I was so mad at her by the time we left the nursing home that I said, "You know, she keeps saying that she wishes she could trade places with you, and I just want to say, 'EVERYBODY DOES.'"

"Ohhhh, noooo," my dad said, drawing out the syllables in [vain] hopes of making me see reason.

"Oh, yes I do. I wish she was dying. When she had chest pains last week, I got so excited because I thought, 'Could we really get off so easily?'"

"Oh, Jennifer, no you don't. You just have to learn to ignore her."

"Well, we need to figure out our longterm plans for both you and Mom."

"We don't need to figure out anything for me-- my care is free."

"Dad, I'm talking about Matt and I coming out here to take care of you. You are doing really well right now. And I can have the kids out here with me this summer. But in August? I have to go home. So you and Mom are going to be moved either to Missouri or Carbondale."

"Well, it probably won't be Carbondale."

"I don't know. Maybe we should just move you both now while you are still doing so well."

"But we still have the house to worry about."

REQUIRED ACTIONS ::
1. Please copy the nursing-home excerpt word for word from "I was so mad" to "me see reason.".
2. In the nursing-home excerpt, what reason does the father give for not needing anything figured out for him?
3. Write a continuation of the nursing-home excerpt that picks up after its final line.
The lines that come next aren't needed.

PROVIDED INFORMATION ::

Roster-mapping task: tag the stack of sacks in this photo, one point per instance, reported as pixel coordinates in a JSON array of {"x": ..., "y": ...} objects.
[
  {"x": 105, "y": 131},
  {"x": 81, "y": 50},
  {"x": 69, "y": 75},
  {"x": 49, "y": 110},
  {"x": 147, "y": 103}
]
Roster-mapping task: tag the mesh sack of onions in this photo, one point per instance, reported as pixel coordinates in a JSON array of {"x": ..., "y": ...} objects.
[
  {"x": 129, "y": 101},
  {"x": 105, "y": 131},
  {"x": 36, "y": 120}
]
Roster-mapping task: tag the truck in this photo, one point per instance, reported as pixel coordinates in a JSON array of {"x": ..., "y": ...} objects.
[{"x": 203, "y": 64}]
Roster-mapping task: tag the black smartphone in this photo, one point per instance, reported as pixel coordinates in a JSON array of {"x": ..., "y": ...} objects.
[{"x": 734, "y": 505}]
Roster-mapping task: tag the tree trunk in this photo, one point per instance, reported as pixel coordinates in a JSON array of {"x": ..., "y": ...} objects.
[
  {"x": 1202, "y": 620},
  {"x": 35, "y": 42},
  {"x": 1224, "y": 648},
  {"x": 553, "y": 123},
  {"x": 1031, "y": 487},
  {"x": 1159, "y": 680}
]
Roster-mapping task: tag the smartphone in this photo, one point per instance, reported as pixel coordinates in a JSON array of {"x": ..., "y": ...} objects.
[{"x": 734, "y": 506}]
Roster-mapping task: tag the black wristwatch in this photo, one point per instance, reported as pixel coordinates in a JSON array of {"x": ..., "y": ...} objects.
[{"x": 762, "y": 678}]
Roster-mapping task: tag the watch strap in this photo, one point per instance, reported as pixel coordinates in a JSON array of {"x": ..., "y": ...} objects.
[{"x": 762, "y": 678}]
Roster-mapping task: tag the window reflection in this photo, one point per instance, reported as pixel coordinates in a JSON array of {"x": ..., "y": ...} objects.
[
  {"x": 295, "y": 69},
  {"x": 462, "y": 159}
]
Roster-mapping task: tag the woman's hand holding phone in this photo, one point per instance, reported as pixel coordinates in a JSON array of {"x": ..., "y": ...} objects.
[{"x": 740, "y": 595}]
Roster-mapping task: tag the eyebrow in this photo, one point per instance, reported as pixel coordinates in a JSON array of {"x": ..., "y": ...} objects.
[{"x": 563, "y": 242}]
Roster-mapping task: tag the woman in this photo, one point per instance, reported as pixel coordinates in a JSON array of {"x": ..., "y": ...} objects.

OUTPUTS BY TASK ::
1.
I was so mad at her by the time we left the nursing home that I said, "You know, she keeps saying that she wishes she could trade places with you, and I just want to say, 'EVERYBODY DOES.'"

"Ohhhh, noooo," my dad said, drawing out the syllables in [vain] hopes of making me see reason.

2. His care is free.

3.
"Dad. It's paid off. We just shut off the power and leave it."

We traveled in silence until my dad told me I better change lanes so I could exit, 20 minutes later.

I remember having a conversation in Iowa, almost exactly a year ago, with my dear friend John's parents. I was talking about my parents' refusal to move to Missouri when we asked them to and wondering what to do about it. John's father looked at me and said, "Well. You are still asking."

I didn't know what he meant. What was I going to do? How could I tell my parents what to do?

I made scrambled eggs with milk and cheese and cranberry/orange muffins for dinner. I had suggested that I could make stir-fry or we could go out, in addition to breakfast for dinner, but he wanted the comfort food.

So did I.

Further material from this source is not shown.